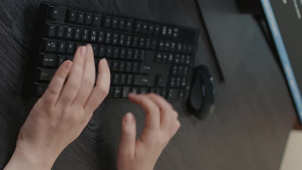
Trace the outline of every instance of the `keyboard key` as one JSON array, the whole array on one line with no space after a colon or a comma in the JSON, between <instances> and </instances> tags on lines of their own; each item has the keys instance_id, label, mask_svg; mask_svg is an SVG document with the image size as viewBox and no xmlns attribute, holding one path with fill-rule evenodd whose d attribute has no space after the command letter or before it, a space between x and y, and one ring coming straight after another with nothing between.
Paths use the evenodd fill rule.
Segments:
<instances>
[{"instance_id":1,"label":"keyboard key","mask_svg":"<svg viewBox=\"0 0 302 170\"><path fill-rule=\"evenodd\" d=\"M99 32L99 37L98 38L98 42L104 42L104 36L105 33L102 31Z\"/></svg>"},{"instance_id":2,"label":"keyboard key","mask_svg":"<svg viewBox=\"0 0 302 170\"><path fill-rule=\"evenodd\" d=\"M50 81L56 70L37 68L37 76L39 80Z\"/></svg>"},{"instance_id":3,"label":"keyboard key","mask_svg":"<svg viewBox=\"0 0 302 170\"><path fill-rule=\"evenodd\" d=\"M59 58L58 61L58 66L60 67L60 66L65 61L66 56L64 55L58 55L58 58Z\"/></svg>"},{"instance_id":4,"label":"keyboard key","mask_svg":"<svg viewBox=\"0 0 302 170\"><path fill-rule=\"evenodd\" d=\"M59 8L58 7L53 6L49 6L48 18L52 20L58 19L58 10Z\"/></svg>"},{"instance_id":5,"label":"keyboard key","mask_svg":"<svg viewBox=\"0 0 302 170\"><path fill-rule=\"evenodd\" d=\"M172 36L172 33L173 32L173 29L171 27L168 28L168 32L167 33L167 36L168 37Z\"/></svg>"},{"instance_id":6,"label":"keyboard key","mask_svg":"<svg viewBox=\"0 0 302 170\"><path fill-rule=\"evenodd\" d=\"M142 63L139 69L139 73L150 74L151 73L152 67L150 65L145 63Z\"/></svg>"},{"instance_id":7,"label":"keyboard key","mask_svg":"<svg viewBox=\"0 0 302 170\"><path fill-rule=\"evenodd\" d=\"M114 45L117 45L118 42L118 33L114 33L113 34L113 37L112 39L112 44Z\"/></svg>"},{"instance_id":8,"label":"keyboard key","mask_svg":"<svg viewBox=\"0 0 302 170\"><path fill-rule=\"evenodd\" d=\"M145 44L144 47L146 49L151 48L151 38L146 38L146 43Z\"/></svg>"},{"instance_id":9,"label":"keyboard key","mask_svg":"<svg viewBox=\"0 0 302 170\"><path fill-rule=\"evenodd\" d=\"M133 75L131 74L127 75L127 85L132 85L133 83Z\"/></svg>"},{"instance_id":10,"label":"keyboard key","mask_svg":"<svg viewBox=\"0 0 302 170\"><path fill-rule=\"evenodd\" d=\"M120 98L122 95L122 87L116 87L114 88L114 94L113 97Z\"/></svg>"},{"instance_id":11,"label":"keyboard key","mask_svg":"<svg viewBox=\"0 0 302 170\"><path fill-rule=\"evenodd\" d=\"M95 26L98 26L100 23L100 15L94 14L93 14L93 22L92 25Z\"/></svg>"},{"instance_id":12,"label":"keyboard key","mask_svg":"<svg viewBox=\"0 0 302 170\"><path fill-rule=\"evenodd\" d=\"M118 58L120 54L120 48L114 47L113 49L113 58Z\"/></svg>"},{"instance_id":13,"label":"keyboard key","mask_svg":"<svg viewBox=\"0 0 302 170\"><path fill-rule=\"evenodd\" d=\"M185 91L183 89L179 90L179 98L182 99L185 97Z\"/></svg>"},{"instance_id":14,"label":"keyboard key","mask_svg":"<svg viewBox=\"0 0 302 170\"><path fill-rule=\"evenodd\" d=\"M144 61L145 60L145 50L141 50L140 52L140 57L139 60L141 61Z\"/></svg>"},{"instance_id":15,"label":"keyboard key","mask_svg":"<svg viewBox=\"0 0 302 170\"><path fill-rule=\"evenodd\" d=\"M74 42L67 41L67 53L72 54L74 52Z\"/></svg>"},{"instance_id":16,"label":"keyboard key","mask_svg":"<svg viewBox=\"0 0 302 170\"><path fill-rule=\"evenodd\" d=\"M136 22L135 24L135 32L140 32L142 27L142 22L139 20Z\"/></svg>"},{"instance_id":17,"label":"keyboard key","mask_svg":"<svg viewBox=\"0 0 302 170\"><path fill-rule=\"evenodd\" d=\"M133 59L137 60L139 59L139 50L134 49L133 53Z\"/></svg>"},{"instance_id":18,"label":"keyboard key","mask_svg":"<svg viewBox=\"0 0 302 170\"><path fill-rule=\"evenodd\" d=\"M166 36L167 35L167 26L163 26L163 28L162 29L162 31L161 31L161 35L162 36Z\"/></svg>"},{"instance_id":19,"label":"keyboard key","mask_svg":"<svg viewBox=\"0 0 302 170\"><path fill-rule=\"evenodd\" d=\"M76 28L74 32L74 39L75 40L81 39L81 29L80 28Z\"/></svg>"},{"instance_id":20,"label":"keyboard key","mask_svg":"<svg viewBox=\"0 0 302 170\"><path fill-rule=\"evenodd\" d=\"M159 50L162 50L164 49L164 46L165 46L165 42L162 39L161 39L159 40L159 44L158 46L158 49Z\"/></svg>"},{"instance_id":21,"label":"keyboard key","mask_svg":"<svg viewBox=\"0 0 302 170\"><path fill-rule=\"evenodd\" d=\"M87 30L87 29L82 30L82 40L84 41L88 41L88 34L89 33L88 32L88 30Z\"/></svg>"},{"instance_id":22,"label":"keyboard key","mask_svg":"<svg viewBox=\"0 0 302 170\"><path fill-rule=\"evenodd\" d=\"M99 46L99 57L104 57L105 56L105 48L104 45Z\"/></svg>"},{"instance_id":23,"label":"keyboard key","mask_svg":"<svg viewBox=\"0 0 302 170\"><path fill-rule=\"evenodd\" d=\"M178 28L175 28L174 29L174 31L173 33L173 36L175 37L177 37L178 36L178 33L179 33L179 30Z\"/></svg>"},{"instance_id":24,"label":"keyboard key","mask_svg":"<svg viewBox=\"0 0 302 170\"><path fill-rule=\"evenodd\" d=\"M120 67L119 68L119 71L124 72L125 71L126 62L125 61L120 61Z\"/></svg>"},{"instance_id":25,"label":"keyboard key","mask_svg":"<svg viewBox=\"0 0 302 170\"><path fill-rule=\"evenodd\" d=\"M143 22L142 24L142 32L146 33L148 31L148 23Z\"/></svg>"},{"instance_id":26,"label":"keyboard key","mask_svg":"<svg viewBox=\"0 0 302 170\"><path fill-rule=\"evenodd\" d=\"M112 56L112 46L106 46L106 57L111 57Z\"/></svg>"},{"instance_id":27,"label":"keyboard key","mask_svg":"<svg viewBox=\"0 0 302 170\"><path fill-rule=\"evenodd\" d=\"M118 25L118 18L114 16L112 17L112 28L117 29Z\"/></svg>"},{"instance_id":28,"label":"keyboard key","mask_svg":"<svg viewBox=\"0 0 302 170\"><path fill-rule=\"evenodd\" d=\"M132 30L132 21L131 19L127 19L126 22L126 31L130 31Z\"/></svg>"},{"instance_id":29,"label":"keyboard key","mask_svg":"<svg viewBox=\"0 0 302 170\"><path fill-rule=\"evenodd\" d=\"M107 98L113 98L113 95L114 95L114 87L111 87L109 88L109 92L108 93L108 95L107 96Z\"/></svg>"},{"instance_id":30,"label":"keyboard key","mask_svg":"<svg viewBox=\"0 0 302 170\"><path fill-rule=\"evenodd\" d=\"M89 40L92 42L95 41L96 40L96 36L97 35L97 31L95 30L90 30L89 32L90 32Z\"/></svg>"},{"instance_id":31,"label":"keyboard key","mask_svg":"<svg viewBox=\"0 0 302 170\"><path fill-rule=\"evenodd\" d=\"M156 38L152 39L152 44L151 44L151 49L153 50L156 49L157 47L157 40Z\"/></svg>"},{"instance_id":32,"label":"keyboard key","mask_svg":"<svg viewBox=\"0 0 302 170\"><path fill-rule=\"evenodd\" d=\"M126 37L126 46L130 47L132 44L132 36L131 35L127 35Z\"/></svg>"},{"instance_id":33,"label":"keyboard key","mask_svg":"<svg viewBox=\"0 0 302 170\"><path fill-rule=\"evenodd\" d=\"M121 48L121 52L120 54L120 58L126 58L126 50L124 48Z\"/></svg>"},{"instance_id":34,"label":"keyboard key","mask_svg":"<svg viewBox=\"0 0 302 170\"><path fill-rule=\"evenodd\" d=\"M66 42L65 41L59 40L58 41L58 43L59 44L59 53L64 53Z\"/></svg>"},{"instance_id":35,"label":"keyboard key","mask_svg":"<svg viewBox=\"0 0 302 170\"><path fill-rule=\"evenodd\" d=\"M125 44L125 38L126 35L124 34L120 34L120 40L119 44L121 46L123 46Z\"/></svg>"},{"instance_id":36,"label":"keyboard key","mask_svg":"<svg viewBox=\"0 0 302 170\"><path fill-rule=\"evenodd\" d=\"M120 18L120 20L119 20L119 27L118 27L118 28L120 30L123 30L125 29L125 18Z\"/></svg>"},{"instance_id":37,"label":"keyboard key","mask_svg":"<svg viewBox=\"0 0 302 170\"><path fill-rule=\"evenodd\" d=\"M85 24L87 25L91 25L92 22L92 14L90 12L86 13L86 17L85 18Z\"/></svg>"},{"instance_id":38,"label":"keyboard key","mask_svg":"<svg viewBox=\"0 0 302 170\"><path fill-rule=\"evenodd\" d=\"M114 74L113 76L113 84L119 84L120 83L120 75L119 74Z\"/></svg>"},{"instance_id":39,"label":"keyboard key","mask_svg":"<svg viewBox=\"0 0 302 170\"><path fill-rule=\"evenodd\" d=\"M154 33L154 24L149 24L149 29L148 30L148 33L153 34Z\"/></svg>"},{"instance_id":40,"label":"keyboard key","mask_svg":"<svg viewBox=\"0 0 302 170\"><path fill-rule=\"evenodd\" d=\"M77 22L79 24L83 24L84 23L84 12L79 11L78 12Z\"/></svg>"},{"instance_id":41,"label":"keyboard key","mask_svg":"<svg viewBox=\"0 0 302 170\"><path fill-rule=\"evenodd\" d=\"M139 37L137 36L133 37L133 41L132 42L132 47L137 47L138 46Z\"/></svg>"},{"instance_id":42,"label":"keyboard key","mask_svg":"<svg viewBox=\"0 0 302 170\"><path fill-rule=\"evenodd\" d=\"M131 72L132 71L132 62L126 62L126 72Z\"/></svg>"},{"instance_id":43,"label":"keyboard key","mask_svg":"<svg viewBox=\"0 0 302 170\"><path fill-rule=\"evenodd\" d=\"M119 61L118 60L113 60L113 62L112 63L112 71L118 71L118 69L119 69Z\"/></svg>"},{"instance_id":44,"label":"keyboard key","mask_svg":"<svg viewBox=\"0 0 302 170\"><path fill-rule=\"evenodd\" d=\"M140 88L139 90L140 94L147 94L148 93L148 88Z\"/></svg>"},{"instance_id":45,"label":"keyboard key","mask_svg":"<svg viewBox=\"0 0 302 170\"><path fill-rule=\"evenodd\" d=\"M137 73L138 72L139 63L137 62L133 62L133 69L132 72L133 73Z\"/></svg>"},{"instance_id":46,"label":"keyboard key","mask_svg":"<svg viewBox=\"0 0 302 170\"><path fill-rule=\"evenodd\" d=\"M139 48L144 48L145 46L145 38L141 37L139 39Z\"/></svg>"},{"instance_id":47,"label":"keyboard key","mask_svg":"<svg viewBox=\"0 0 302 170\"><path fill-rule=\"evenodd\" d=\"M45 44L45 51L56 52L57 51L57 40L54 39L44 38Z\"/></svg>"},{"instance_id":48,"label":"keyboard key","mask_svg":"<svg viewBox=\"0 0 302 170\"><path fill-rule=\"evenodd\" d=\"M56 33L56 25L54 24L46 24L46 30L47 30L47 35L49 37L55 36Z\"/></svg>"},{"instance_id":49,"label":"keyboard key","mask_svg":"<svg viewBox=\"0 0 302 170\"><path fill-rule=\"evenodd\" d=\"M122 74L120 75L120 83L121 84L126 84L126 75L124 74Z\"/></svg>"},{"instance_id":50,"label":"keyboard key","mask_svg":"<svg viewBox=\"0 0 302 170\"><path fill-rule=\"evenodd\" d=\"M138 88L133 87L131 88L131 93L138 94L139 89Z\"/></svg>"},{"instance_id":51,"label":"keyboard key","mask_svg":"<svg viewBox=\"0 0 302 170\"><path fill-rule=\"evenodd\" d=\"M128 49L127 50L127 59L132 59L133 55L133 50L132 49Z\"/></svg>"},{"instance_id":52,"label":"keyboard key","mask_svg":"<svg viewBox=\"0 0 302 170\"><path fill-rule=\"evenodd\" d=\"M69 20L70 22L75 22L76 21L76 16L77 12L76 10L71 9L67 9L67 13L69 16Z\"/></svg>"},{"instance_id":53,"label":"keyboard key","mask_svg":"<svg viewBox=\"0 0 302 170\"><path fill-rule=\"evenodd\" d=\"M123 88L123 98L127 98L130 93L131 88L129 86L124 86Z\"/></svg>"},{"instance_id":54,"label":"keyboard key","mask_svg":"<svg viewBox=\"0 0 302 170\"><path fill-rule=\"evenodd\" d=\"M155 57L155 62L161 62L162 58L162 54L161 53L158 53L156 55L156 57Z\"/></svg>"},{"instance_id":55,"label":"keyboard key","mask_svg":"<svg viewBox=\"0 0 302 170\"><path fill-rule=\"evenodd\" d=\"M105 27L109 28L111 26L111 16L105 15L104 24Z\"/></svg>"},{"instance_id":56,"label":"keyboard key","mask_svg":"<svg viewBox=\"0 0 302 170\"><path fill-rule=\"evenodd\" d=\"M156 35L159 35L160 31L160 26L159 25L156 25L154 30L154 34Z\"/></svg>"},{"instance_id":57,"label":"keyboard key","mask_svg":"<svg viewBox=\"0 0 302 170\"><path fill-rule=\"evenodd\" d=\"M168 63L171 63L173 62L173 60L174 60L174 57L173 54L169 54L169 56L168 56Z\"/></svg>"},{"instance_id":58,"label":"keyboard key","mask_svg":"<svg viewBox=\"0 0 302 170\"><path fill-rule=\"evenodd\" d=\"M41 66L55 67L57 66L57 56L55 54L40 54Z\"/></svg>"},{"instance_id":59,"label":"keyboard key","mask_svg":"<svg viewBox=\"0 0 302 170\"><path fill-rule=\"evenodd\" d=\"M95 44L92 44L91 46L92 47L92 50L93 51L94 56L97 56L98 55L98 46Z\"/></svg>"},{"instance_id":60,"label":"keyboard key","mask_svg":"<svg viewBox=\"0 0 302 170\"><path fill-rule=\"evenodd\" d=\"M65 36L65 30L66 27L59 26L57 27L57 36L59 38L62 38Z\"/></svg>"},{"instance_id":61,"label":"keyboard key","mask_svg":"<svg viewBox=\"0 0 302 170\"><path fill-rule=\"evenodd\" d=\"M157 75L155 80L155 86L163 87L163 76L160 75Z\"/></svg>"},{"instance_id":62,"label":"keyboard key","mask_svg":"<svg viewBox=\"0 0 302 170\"><path fill-rule=\"evenodd\" d=\"M134 85L147 86L149 82L149 76L136 75L134 77Z\"/></svg>"},{"instance_id":63,"label":"keyboard key","mask_svg":"<svg viewBox=\"0 0 302 170\"><path fill-rule=\"evenodd\" d=\"M179 90L178 89L170 89L168 93L167 98L169 99L177 99L178 98Z\"/></svg>"},{"instance_id":64,"label":"keyboard key","mask_svg":"<svg viewBox=\"0 0 302 170\"><path fill-rule=\"evenodd\" d=\"M111 33L110 33L110 32L106 33L105 42L106 44L111 44L111 39L112 39Z\"/></svg>"},{"instance_id":65,"label":"keyboard key","mask_svg":"<svg viewBox=\"0 0 302 170\"><path fill-rule=\"evenodd\" d=\"M73 29L71 27L67 27L67 32L66 33L66 38L68 39L71 39L72 38L72 34L73 34Z\"/></svg>"}]
</instances>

** Exercise instructions **
Find every line in the rows above that contains the string "instances" and copy each one in full. Case counts.

** Reply to the exercise **
Trace the outline of every instance of the `keyboard key` as one JSON array, the whole array on one line with no space after a colon or a comma in the JSON, between <instances> and </instances> tags on lines of their own; each item has the keys instance_id, label, mask_svg; mask_svg is an SVG document with the image size as viewBox and no xmlns attribute, holding one path with fill-rule evenodd whose d attribute has no space after the command letter or before it, a space between x and y, and one ring coming straight after another with nothing between.
<instances>
</instances>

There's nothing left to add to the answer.